• [What you have to do]
State how many lines in the listing below contain the word "tree", with no other words.

• [Provided entries]
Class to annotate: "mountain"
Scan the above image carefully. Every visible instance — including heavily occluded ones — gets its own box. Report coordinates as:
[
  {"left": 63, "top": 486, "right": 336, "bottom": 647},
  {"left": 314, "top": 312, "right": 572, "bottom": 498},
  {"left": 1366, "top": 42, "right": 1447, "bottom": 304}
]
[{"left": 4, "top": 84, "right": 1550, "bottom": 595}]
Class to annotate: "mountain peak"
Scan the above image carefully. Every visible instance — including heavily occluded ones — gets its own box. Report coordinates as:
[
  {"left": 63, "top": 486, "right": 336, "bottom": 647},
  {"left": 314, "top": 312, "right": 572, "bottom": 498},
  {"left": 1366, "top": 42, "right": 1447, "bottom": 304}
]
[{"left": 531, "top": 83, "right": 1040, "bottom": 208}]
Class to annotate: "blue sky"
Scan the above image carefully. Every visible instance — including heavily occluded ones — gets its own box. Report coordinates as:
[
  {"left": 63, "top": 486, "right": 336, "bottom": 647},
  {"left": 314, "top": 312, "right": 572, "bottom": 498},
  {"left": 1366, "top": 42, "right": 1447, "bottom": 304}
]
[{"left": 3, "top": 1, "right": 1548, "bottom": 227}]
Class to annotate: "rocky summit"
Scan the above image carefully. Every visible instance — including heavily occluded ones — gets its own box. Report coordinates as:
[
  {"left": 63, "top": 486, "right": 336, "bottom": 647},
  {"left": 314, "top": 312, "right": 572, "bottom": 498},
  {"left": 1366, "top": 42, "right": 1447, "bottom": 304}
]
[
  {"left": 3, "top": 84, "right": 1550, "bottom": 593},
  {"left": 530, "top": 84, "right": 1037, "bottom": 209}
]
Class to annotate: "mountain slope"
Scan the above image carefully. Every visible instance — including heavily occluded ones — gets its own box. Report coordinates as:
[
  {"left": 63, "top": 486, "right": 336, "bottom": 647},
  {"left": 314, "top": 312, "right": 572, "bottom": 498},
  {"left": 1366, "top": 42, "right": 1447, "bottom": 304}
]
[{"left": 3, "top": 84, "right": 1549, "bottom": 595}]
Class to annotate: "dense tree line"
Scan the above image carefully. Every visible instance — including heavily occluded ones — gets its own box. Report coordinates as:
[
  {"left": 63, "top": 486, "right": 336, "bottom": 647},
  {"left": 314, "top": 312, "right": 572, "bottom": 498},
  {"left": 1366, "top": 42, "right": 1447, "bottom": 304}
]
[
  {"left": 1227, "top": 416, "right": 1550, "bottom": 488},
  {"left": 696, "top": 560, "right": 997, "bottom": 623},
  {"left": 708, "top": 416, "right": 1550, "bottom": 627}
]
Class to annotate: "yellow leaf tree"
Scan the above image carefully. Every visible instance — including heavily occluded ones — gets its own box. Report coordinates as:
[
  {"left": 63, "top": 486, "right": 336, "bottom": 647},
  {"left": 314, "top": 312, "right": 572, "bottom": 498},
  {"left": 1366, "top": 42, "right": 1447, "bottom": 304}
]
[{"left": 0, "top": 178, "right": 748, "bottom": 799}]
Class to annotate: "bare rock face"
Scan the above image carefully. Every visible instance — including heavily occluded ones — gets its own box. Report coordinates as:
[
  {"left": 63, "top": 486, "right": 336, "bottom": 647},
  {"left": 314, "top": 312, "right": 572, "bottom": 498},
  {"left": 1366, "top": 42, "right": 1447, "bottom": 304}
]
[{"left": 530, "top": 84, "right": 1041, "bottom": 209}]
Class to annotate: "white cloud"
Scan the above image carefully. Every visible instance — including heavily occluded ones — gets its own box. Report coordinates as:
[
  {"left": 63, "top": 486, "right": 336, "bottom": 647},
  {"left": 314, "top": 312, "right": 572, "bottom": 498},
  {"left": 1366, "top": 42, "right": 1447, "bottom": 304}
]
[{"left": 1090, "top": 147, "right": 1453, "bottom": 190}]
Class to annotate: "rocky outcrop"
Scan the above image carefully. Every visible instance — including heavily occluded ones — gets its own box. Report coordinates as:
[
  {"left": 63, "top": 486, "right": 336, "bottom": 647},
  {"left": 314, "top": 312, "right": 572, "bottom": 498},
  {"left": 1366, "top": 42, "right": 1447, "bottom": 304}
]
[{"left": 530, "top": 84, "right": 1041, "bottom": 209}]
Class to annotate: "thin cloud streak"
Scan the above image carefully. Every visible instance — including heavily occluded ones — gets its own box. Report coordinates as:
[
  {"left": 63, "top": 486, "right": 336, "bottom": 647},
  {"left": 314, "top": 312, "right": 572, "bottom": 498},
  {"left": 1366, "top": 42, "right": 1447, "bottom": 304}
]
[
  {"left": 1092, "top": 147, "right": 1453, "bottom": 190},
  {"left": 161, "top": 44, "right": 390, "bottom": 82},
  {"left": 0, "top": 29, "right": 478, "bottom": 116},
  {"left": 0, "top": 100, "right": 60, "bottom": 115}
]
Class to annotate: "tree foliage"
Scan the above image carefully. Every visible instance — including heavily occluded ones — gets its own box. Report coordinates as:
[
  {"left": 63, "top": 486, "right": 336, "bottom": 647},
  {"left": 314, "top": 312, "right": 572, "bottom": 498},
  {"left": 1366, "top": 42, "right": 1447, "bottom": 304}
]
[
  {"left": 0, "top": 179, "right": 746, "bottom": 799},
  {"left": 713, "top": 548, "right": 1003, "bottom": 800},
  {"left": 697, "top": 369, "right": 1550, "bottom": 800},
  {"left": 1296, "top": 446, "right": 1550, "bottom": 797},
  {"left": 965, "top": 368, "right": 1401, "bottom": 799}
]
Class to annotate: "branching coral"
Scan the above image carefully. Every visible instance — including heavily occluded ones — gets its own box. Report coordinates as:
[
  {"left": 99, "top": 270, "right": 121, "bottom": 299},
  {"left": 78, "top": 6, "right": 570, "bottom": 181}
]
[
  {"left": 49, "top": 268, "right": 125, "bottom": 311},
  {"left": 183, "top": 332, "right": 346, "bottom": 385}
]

• [Solution]
3